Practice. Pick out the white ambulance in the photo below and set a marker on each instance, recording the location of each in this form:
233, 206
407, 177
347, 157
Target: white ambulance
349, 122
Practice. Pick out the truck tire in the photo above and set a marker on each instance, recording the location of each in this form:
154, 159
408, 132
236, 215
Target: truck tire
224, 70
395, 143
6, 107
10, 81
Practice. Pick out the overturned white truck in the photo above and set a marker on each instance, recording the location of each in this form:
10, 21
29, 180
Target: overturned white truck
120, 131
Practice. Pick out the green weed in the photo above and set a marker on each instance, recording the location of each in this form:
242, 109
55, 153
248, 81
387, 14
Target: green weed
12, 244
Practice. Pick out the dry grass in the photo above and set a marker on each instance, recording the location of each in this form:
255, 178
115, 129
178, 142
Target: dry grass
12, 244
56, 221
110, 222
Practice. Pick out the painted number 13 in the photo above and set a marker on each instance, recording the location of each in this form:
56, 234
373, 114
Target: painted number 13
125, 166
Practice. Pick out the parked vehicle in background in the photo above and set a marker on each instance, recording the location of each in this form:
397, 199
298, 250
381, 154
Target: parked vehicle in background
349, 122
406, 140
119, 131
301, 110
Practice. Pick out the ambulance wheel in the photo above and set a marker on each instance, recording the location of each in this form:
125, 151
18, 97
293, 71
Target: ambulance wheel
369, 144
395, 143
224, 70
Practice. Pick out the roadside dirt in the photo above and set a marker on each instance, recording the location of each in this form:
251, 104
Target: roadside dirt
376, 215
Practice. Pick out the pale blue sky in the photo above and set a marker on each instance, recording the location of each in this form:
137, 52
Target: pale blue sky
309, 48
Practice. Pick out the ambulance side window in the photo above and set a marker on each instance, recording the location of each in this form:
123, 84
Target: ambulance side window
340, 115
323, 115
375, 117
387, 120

____________

**What the task asks:**
Transcribe the data. Leave every line exactly as it is.

**Answer for the task:**
Practice. Pick out the white ambulance in the photo below and set a marker on each instance, recording the location of each in this form:
233, 206
407, 177
347, 157
Target: white ambulance
349, 122
Practice. Pick out the truck tire in the photo above and set a marker on each instance, recording the location of each in this form:
154, 159
408, 132
236, 215
Target: truck tire
224, 70
395, 143
6, 107
10, 81
Practice. Pick out the overturned white truck in the photo above and set a marker on each instance, recording the location of each in this form:
10, 21
29, 180
Target: overturned white truck
120, 131
Practice. Pick out the green weed in the photo above and set a marker on each instance, recording the location of each in this form:
242, 109
55, 153
248, 81
387, 14
Target: green weed
12, 244
Practice. Pick out the dry grass in the photo above and set a marker on each instance, recording the location of each in this form:
255, 178
115, 129
178, 142
Target: dry grass
12, 244
56, 221
110, 222
Practice. Pick out the painted number 13 in the photo above and set a marker on each instance, recording the location of each in this form:
56, 234
373, 114
Target: painted number 13
125, 166
Practice. Pick out the parked vehicle in background in the photo above and set a marker on each instance, recording the location of each in this form:
397, 199
298, 250
381, 154
Target: parked vehicle in background
349, 122
406, 140
119, 131
301, 110
Practice. Pick out the ambulance wheel in the photo above and set a marker on each instance, recording the location of each in this form:
125, 151
18, 97
293, 71
Target: ambulance wheel
369, 144
395, 143
224, 70
Practice. Pick out the roadside dirt in the photo above and set a marker on each instance, recording the location of each in this form:
251, 104
Target: roadside dirt
376, 215
Practice. Pick out the pale blue sky in the photo above and set a marker on each instance, recording the location of each in this form:
137, 52
Target: pale blue sky
309, 48
Practice. Pick out the ambulance side window in the photo above and set a marker on each instance, recording the location of each in this form:
123, 84
Target: ambulance side window
340, 115
323, 115
375, 117
387, 120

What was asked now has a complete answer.